> [What is needed]: Rewrite every line of the entries below as one numbered list, leaving out blank lines. Don't include the pictures in your answer.

> [Rows]:

----

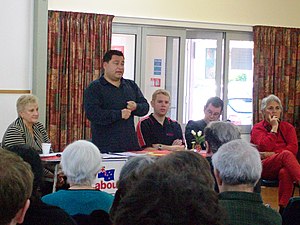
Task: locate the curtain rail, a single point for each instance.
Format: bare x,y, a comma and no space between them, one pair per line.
15,91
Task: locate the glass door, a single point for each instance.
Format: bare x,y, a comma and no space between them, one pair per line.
162,65
203,71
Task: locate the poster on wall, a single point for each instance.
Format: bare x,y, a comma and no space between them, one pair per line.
210,63
155,82
157,67
118,47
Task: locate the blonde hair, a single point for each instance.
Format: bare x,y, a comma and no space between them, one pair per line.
25,100
160,91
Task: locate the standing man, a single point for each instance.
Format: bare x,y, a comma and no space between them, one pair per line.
212,112
110,103
158,131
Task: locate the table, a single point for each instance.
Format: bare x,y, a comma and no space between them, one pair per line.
106,179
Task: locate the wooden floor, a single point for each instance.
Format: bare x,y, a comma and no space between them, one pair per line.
270,196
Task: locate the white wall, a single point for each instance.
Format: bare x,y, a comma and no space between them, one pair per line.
16,41
237,12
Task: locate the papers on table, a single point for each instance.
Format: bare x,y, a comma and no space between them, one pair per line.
51,154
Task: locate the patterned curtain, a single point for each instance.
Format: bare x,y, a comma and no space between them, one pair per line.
76,45
277,70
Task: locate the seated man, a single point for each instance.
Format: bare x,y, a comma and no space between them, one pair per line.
212,112
158,131
16,180
237,168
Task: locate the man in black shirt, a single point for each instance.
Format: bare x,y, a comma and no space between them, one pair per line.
212,112
158,131
110,103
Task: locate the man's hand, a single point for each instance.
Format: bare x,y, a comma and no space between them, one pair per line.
264,155
177,142
131,105
125,113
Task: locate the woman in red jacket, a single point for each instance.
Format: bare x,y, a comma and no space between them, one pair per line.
277,142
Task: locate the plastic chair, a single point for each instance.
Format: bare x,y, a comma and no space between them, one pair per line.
97,217
275,183
291,214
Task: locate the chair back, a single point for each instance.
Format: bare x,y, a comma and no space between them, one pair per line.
97,217
291,214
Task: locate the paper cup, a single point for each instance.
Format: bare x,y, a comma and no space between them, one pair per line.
46,148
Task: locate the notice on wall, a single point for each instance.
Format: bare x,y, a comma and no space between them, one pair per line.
155,82
157,67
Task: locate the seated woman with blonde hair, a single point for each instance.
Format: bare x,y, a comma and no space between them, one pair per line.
277,142
26,129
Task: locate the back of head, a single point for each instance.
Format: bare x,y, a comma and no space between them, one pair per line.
108,55
187,162
165,197
30,155
16,181
216,102
81,161
129,175
218,133
131,170
238,162
24,100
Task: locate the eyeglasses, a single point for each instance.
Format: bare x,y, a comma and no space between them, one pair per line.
271,108
214,114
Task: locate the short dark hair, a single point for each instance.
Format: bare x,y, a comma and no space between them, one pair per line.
218,133
167,197
108,55
216,102
16,185
187,162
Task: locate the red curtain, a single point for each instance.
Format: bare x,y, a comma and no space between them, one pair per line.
277,70
76,45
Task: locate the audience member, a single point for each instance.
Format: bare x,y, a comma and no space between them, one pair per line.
16,181
212,112
237,169
110,103
216,134
129,175
163,196
187,162
80,162
39,213
277,142
157,131
26,129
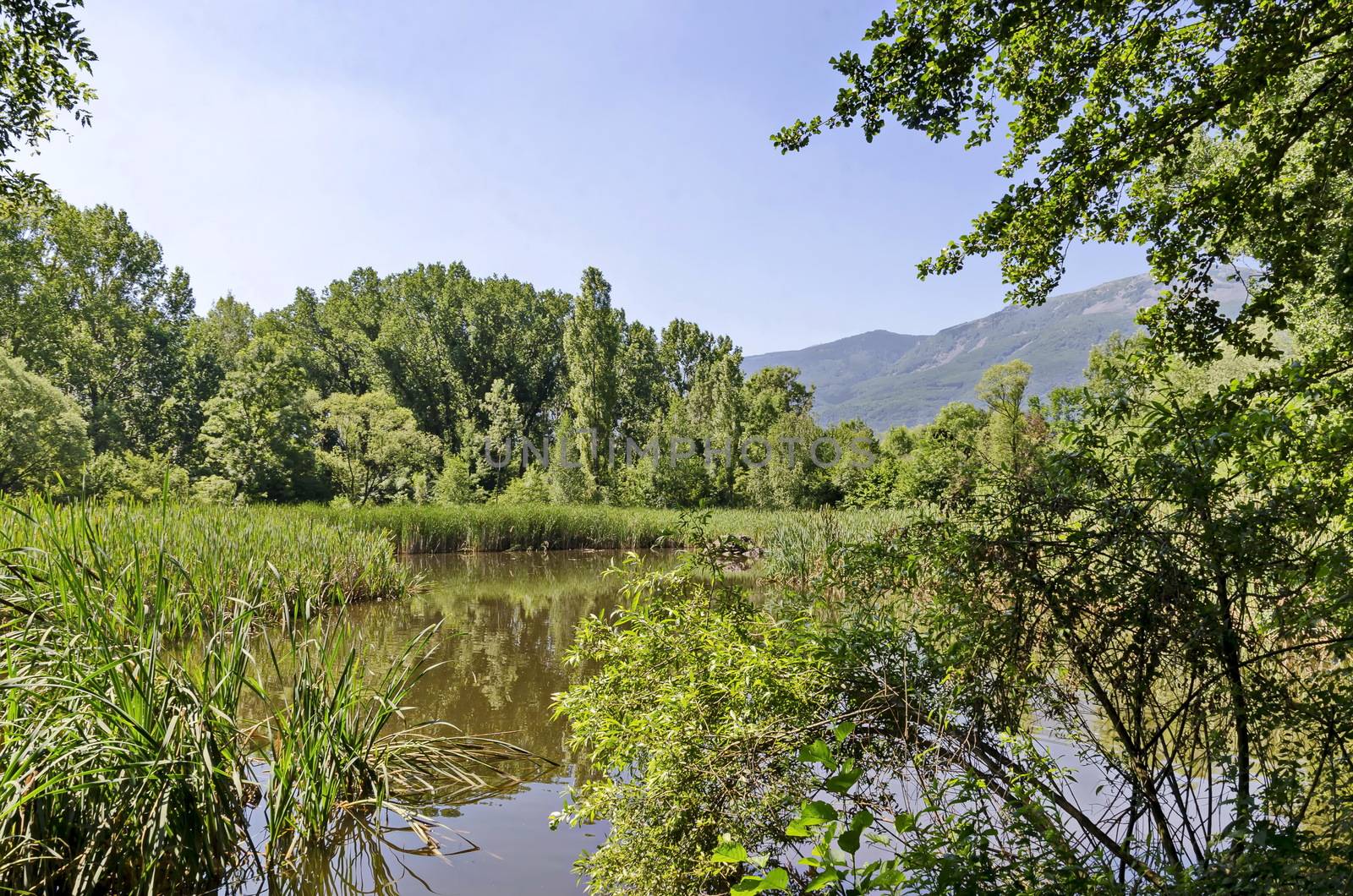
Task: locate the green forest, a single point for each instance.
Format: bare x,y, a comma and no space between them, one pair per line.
409,387
1091,642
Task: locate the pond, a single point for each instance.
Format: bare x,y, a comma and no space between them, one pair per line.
507,620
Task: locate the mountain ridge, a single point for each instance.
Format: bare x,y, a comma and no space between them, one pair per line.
890,380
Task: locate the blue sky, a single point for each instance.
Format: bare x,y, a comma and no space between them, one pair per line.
281,144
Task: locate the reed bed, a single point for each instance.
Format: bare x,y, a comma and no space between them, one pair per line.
130,763
274,562
534,527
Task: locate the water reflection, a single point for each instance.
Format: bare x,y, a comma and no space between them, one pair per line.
507,620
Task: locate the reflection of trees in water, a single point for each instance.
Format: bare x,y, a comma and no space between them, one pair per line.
507,623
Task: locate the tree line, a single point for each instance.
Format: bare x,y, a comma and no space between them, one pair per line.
410,386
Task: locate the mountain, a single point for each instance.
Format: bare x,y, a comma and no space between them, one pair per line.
892,378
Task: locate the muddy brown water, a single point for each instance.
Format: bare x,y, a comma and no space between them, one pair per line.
507,621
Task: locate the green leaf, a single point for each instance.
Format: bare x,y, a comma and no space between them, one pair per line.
816,812
842,781
822,880
732,853
818,751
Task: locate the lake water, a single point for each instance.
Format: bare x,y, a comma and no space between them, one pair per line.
507,620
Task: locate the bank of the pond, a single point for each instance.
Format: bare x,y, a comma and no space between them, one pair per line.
130,757
534,527
213,560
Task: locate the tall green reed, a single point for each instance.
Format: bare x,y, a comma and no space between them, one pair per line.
126,760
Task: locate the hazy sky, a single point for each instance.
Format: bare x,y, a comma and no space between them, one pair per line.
281,144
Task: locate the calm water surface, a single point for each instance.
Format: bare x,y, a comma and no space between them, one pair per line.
507,620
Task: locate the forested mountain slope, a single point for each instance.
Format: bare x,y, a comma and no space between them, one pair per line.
890,378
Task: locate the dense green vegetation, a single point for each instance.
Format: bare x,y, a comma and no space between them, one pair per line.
534,527
888,380
130,754
1111,654
1103,647
274,563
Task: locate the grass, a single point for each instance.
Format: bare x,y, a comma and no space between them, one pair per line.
130,763
532,527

----

> [Right answer]:
1. Task: locate the curtain rail, a single point for each instance.
2. Format: bare x,y, a comma and no space between them, one pair per line.
3. 15,91
4. Task: locate the glass door, a single point for each instance.
5. Format: bare x,y, a comma and no space between them, one pair per line.
6. 162,65
7. 203,71
8. Task: locate the poster on wall, a single point for each instance.
9. Format: bare x,y, a comma and no space between them, one pair per line.
10. 210,63
11. 155,82
12. 157,67
13. 118,47
14. Task: locate the blonde hair, a single point for each instance.
15. Format: bare x,y, a comma and no space between them, one pair per line.
16. 25,100
17. 160,91
18. Task: locate the standing man, a single point for each instance.
19. Format: bare x,y, a comma and no space between them, one pair per line.
20. 212,112
21. 110,103
22. 158,131
23. Task: locate the table, a single point for each instance.
24. Format: bare x,y, a comma and no space between them, one pair per line.
25. 106,179
26. Task: locate the wooden floor, a single point for each instance.
27. Format: bare x,y, a comma and no space between them, one pair per line.
28. 270,196
29. Task: locate the white wall, a single point for each instance.
30. Format: bare x,y, a comma and no space between them, one pair per line.
31. 16,41
32. 237,12
33. Task: locate the papers on table, a single point for each instance.
34. Format: bare x,y, a comma and no space between them, one pair per line.
35. 51,154
36. Task: locate the patterned curtain, a single point for each instance.
37. Format: bare x,y, a comma and no space between them, one pair per line.
38. 76,45
39. 277,70
40. Task: locate the seated man, a single point for each instance.
41. Format: bare x,y, a comma and no space between them, one pair per line.
42. 212,112
43. 158,131
44. 16,180
45. 237,168
46. Task: locate the man in black shirt, a single point for each instance.
47. Format: bare x,y, a comma and no space between them, one pair per line.
48. 212,112
49. 158,131
50. 110,103
51. Task: locate the man's hand, a single point for each instance.
52. Format: bare x,y, a comma and no space between them, one pair per line.
53. 264,155
54. 177,142
55. 131,105
56. 125,113
57. Task: locate the woman in red jacket, a single point for each instance.
58. Format: bare x,y, a comma and no space between them, one pair per line.
59. 277,142
60. Task: locate the plastic chair, a single point for each instance.
61. Format: bare x,y, a comma and no space between them, one pair per line.
62. 97,217
63. 275,183
64. 291,214
65. Task: locate the chair back, a single point for each instance.
66. Format: bare x,y, a comma and no space between them, one pair per line.
67. 97,217
68. 291,214
69. Task: locate the paper cup, a single point for each instance.
70. Format: bare x,y, a comma and no space between them, one pair per line.
71. 46,148
72. Task: locate the notice on wall, a single point for each instance.
73. Format: bare x,y, a comma and no space between them, one pair per line.
74. 155,82
75. 157,67
76. Task: locate the seated woman with blonde hair, a single point for each instance.
77. Format: bare x,y, a comma and no space between them, one pair per line.
78. 277,142
79. 26,129
80. Task: locate the back of head, a single point for each instance.
81. Format: bare x,y, a comma and no space between them, one pair per line.
82. 108,55
83. 187,162
84. 165,197
85. 30,155
86. 16,181
87. 216,102
88. 81,161
89. 129,175
90. 218,133
91. 131,170
92. 238,162
93. 24,100
94. Task: locate the eyeglasses, a single point for each instance.
95. Format: bare x,y, a comma and no space between them, one pair per line.
96. 271,108
97. 214,114
98. Task: locate the short dark hair, a single point for each instance.
99. Format: bare x,y, a comma and no space between them, one pair per line.
100. 218,133
101. 167,197
102. 108,55
103. 216,102
104. 16,185
105. 187,162
106. Task: locate the red curtain, a single point for each instance.
107. Format: bare x,y, a comma and no space between them, one pair per line.
108. 277,70
109. 76,45
110. Task: locate the audience member, a single point for each instance.
111. Format: bare x,y, a comma and no space between them, one pair per line.
112. 16,181
113. 212,112
114. 237,169
115. 110,103
116. 216,134
117. 129,175
118. 163,196
119. 187,162
120. 80,162
121. 39,213
122. 277,142
123. 157,131
124. 26,129
125. Task: locate the green forest, a single point for each instance.
126. Format: bare x,y, a comma and no space between them, one pair per line.
127. 409,387
128. 1091,642
129. Task: locate the pond, a single point for each instance.
130. Format: bare x,y, a comma and no space between them, one pair per line.
131. 507,620
132. Task: locate the mountain ridge, a single point for each instance.
133. Format: bare x,y, a comma and no space between them, one pair per line.
134. 890,380
135. Task: locate the blue sky, a single point for each instance.
136. Format: bare x,y, a comma and no space between them, one pair per line.
137. 281,144
138. Task: locate the reed bed, a single point for each instance.
139. Format: bare x,y, a comma and no space between them, one pair per line.
140. 130,763
141. 274,562
142. 534,527
143. Task: locate the water reflection, a single point for each instance.
144. Format: bare x,y, a comma and no space between them, one pair per line.
145. 507,620
146. Task: locate the reflection of trees in water, a single point for each instance.
147. Format: bare x,y, a comma and no space between them, one pair per line.
148. 507,623
149. Task: locate the tree line, a single point for each instance.
150. Format: bare x,y, a comma and no space between them, one pair per line.
151. 410,386
152. Task: locate the mountain, a single point for each instance.
153. Format: bare x,y, a comma and no space between them, one pair per line.
154. 892,378
155. Task: locate the muddy brown water, a single point for each instance.
156. Format: bare x,y, a comma and no space between them, one pair per line.
157. 507,621
158. Task: locate the green leaf, a single point for each instance.
159. Format: bare x,y, a comma and no space between them, one pair per line.
160. 816,812
161. 842,781
162. 822,880
163. 732,853
164. 818,751
165. Task: locate the lake water, a single point for each instance.
166. Format: bare x,y, a comma and no space between them, one pair per line.
167. 507,620
168. Task: locate the bank of the pond, a single point for each instance.
169. Format: bare x,y, a comma and no space between them, one pair per line.
170. 130,757
171. 534,527
172. 213,560
173. Task: locate the tall green reed, a single point for each instance.
174. Format: bare x,y, a comma and no space between them, one pair per line.
175. 126,760
176. Task: locate the hazy sky, a single point for each instance.
177. Format: bare x,y, a comma and no space between them, one pair per line.
178. 281,144
179. Task: locate the calm water surface, a single point for each instance.
180. Format: bare x,y, a comma and no space between them, one pair per line.
181. 507,620
182. Task: locate the forested mountain slope, a single point for each instance.
183. Format: bare x,y, a comma and no space between them, one pair per line.
184. 890,378
185. Task: locate the dense green vegetation, a single point for each instance.
186. Format: bare x,y, a comma and no space between them, one pair per line.
187. 534,527
188. 888,380
189. 130,754
190. 1111,654
191. 1103,647
192. 274,563
193. Task: locate the grass, a single point for each instance.
194. Format: bare x,y, a comma and no space between them, one pair per line.
195. 130,763
196. 532,527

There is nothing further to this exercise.